# Data for this task start

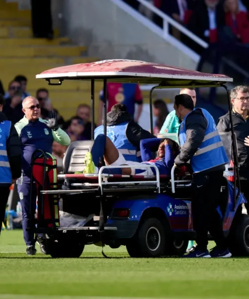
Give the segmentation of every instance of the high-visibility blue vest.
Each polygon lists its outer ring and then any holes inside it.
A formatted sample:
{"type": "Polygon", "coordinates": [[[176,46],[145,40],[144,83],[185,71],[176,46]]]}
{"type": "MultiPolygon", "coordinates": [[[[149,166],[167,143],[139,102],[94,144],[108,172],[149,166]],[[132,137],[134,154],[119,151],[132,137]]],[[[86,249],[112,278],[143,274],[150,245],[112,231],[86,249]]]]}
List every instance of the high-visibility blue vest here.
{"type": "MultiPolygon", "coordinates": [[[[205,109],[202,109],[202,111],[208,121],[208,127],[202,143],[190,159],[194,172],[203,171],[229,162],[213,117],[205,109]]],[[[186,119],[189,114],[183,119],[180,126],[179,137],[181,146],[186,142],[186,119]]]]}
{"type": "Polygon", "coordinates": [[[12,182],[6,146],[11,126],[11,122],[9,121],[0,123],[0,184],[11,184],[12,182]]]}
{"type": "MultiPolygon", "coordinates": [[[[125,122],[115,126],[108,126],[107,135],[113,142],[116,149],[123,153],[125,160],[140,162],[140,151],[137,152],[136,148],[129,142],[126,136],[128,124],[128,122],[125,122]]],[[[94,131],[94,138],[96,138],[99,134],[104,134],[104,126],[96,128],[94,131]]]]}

# Data for this task end
# Data for this task start

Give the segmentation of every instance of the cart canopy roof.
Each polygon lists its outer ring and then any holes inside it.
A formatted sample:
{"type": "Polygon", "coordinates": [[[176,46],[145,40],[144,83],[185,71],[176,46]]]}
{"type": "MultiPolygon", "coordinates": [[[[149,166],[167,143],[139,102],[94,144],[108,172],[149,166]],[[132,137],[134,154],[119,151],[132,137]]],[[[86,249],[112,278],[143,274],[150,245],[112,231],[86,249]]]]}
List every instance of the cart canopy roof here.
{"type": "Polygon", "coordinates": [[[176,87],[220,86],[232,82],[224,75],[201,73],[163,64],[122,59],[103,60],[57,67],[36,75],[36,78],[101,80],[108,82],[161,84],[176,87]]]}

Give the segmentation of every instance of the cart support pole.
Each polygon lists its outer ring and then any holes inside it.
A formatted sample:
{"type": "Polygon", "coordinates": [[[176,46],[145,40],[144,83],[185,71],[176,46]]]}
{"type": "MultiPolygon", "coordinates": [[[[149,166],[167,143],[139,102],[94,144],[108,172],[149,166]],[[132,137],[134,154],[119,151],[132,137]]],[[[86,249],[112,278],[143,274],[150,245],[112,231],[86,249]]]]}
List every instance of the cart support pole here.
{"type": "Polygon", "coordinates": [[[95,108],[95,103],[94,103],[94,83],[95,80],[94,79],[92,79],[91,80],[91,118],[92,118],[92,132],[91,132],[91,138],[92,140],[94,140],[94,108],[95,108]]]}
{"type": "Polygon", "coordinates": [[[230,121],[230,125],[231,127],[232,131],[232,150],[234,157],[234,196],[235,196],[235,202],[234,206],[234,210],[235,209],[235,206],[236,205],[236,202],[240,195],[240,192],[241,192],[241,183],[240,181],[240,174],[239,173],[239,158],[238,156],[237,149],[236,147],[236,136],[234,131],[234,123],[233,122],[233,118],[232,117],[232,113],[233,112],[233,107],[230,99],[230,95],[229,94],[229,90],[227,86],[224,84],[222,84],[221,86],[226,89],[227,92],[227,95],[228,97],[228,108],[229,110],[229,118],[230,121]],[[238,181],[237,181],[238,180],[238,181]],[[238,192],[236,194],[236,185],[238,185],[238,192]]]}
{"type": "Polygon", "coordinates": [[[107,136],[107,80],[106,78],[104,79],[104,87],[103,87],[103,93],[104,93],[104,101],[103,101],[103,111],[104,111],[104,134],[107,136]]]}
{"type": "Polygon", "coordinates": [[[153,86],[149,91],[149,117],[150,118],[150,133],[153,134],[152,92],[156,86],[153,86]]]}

# Data for this task end
# Data for this task start

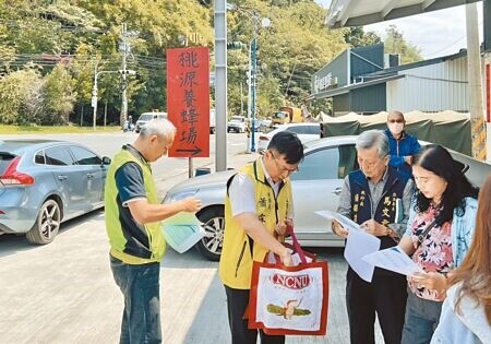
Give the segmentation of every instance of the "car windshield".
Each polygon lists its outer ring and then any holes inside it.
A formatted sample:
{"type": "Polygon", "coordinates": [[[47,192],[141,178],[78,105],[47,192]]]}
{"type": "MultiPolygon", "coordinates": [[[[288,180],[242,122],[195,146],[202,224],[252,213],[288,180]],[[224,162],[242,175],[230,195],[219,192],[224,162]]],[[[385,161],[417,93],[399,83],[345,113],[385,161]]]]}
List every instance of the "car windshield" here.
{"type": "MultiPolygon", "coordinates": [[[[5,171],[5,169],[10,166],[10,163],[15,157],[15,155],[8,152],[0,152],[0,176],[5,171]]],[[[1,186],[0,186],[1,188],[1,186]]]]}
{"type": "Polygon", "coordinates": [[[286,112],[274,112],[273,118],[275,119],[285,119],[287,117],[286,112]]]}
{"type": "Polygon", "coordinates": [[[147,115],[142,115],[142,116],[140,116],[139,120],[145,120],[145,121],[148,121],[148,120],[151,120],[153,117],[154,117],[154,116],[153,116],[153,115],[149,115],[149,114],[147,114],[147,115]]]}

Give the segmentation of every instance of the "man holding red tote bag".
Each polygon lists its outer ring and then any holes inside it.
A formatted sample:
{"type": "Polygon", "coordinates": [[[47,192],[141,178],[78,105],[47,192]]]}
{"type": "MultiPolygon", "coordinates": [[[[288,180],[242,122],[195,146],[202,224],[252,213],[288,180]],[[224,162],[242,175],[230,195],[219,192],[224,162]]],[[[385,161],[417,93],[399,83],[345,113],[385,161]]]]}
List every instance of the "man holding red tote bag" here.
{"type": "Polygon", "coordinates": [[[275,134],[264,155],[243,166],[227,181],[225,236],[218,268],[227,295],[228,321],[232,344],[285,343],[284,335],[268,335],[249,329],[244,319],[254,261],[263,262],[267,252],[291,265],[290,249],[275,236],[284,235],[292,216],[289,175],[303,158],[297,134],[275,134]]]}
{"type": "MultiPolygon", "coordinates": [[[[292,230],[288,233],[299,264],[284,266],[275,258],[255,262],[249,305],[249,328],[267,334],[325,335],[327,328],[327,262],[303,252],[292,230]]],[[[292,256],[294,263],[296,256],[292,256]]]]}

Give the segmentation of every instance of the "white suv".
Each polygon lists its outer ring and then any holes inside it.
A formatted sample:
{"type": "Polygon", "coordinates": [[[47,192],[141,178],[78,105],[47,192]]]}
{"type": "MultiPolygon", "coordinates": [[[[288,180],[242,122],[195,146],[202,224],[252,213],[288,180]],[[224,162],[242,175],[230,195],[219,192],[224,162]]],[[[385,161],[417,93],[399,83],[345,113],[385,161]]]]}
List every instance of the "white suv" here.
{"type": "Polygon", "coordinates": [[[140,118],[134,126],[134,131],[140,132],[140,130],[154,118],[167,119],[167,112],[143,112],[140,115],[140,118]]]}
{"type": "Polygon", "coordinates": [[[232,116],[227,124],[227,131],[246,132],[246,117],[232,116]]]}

# Data for this task end

Task details: Identify every line in the material that contains the string "pole", treating uppercase and lowercase as different, and copy each of those lines in full.

Solution to the exercise:
Give the segmentation of every instance of the cart support pole.
List every instance of the cart support pole here.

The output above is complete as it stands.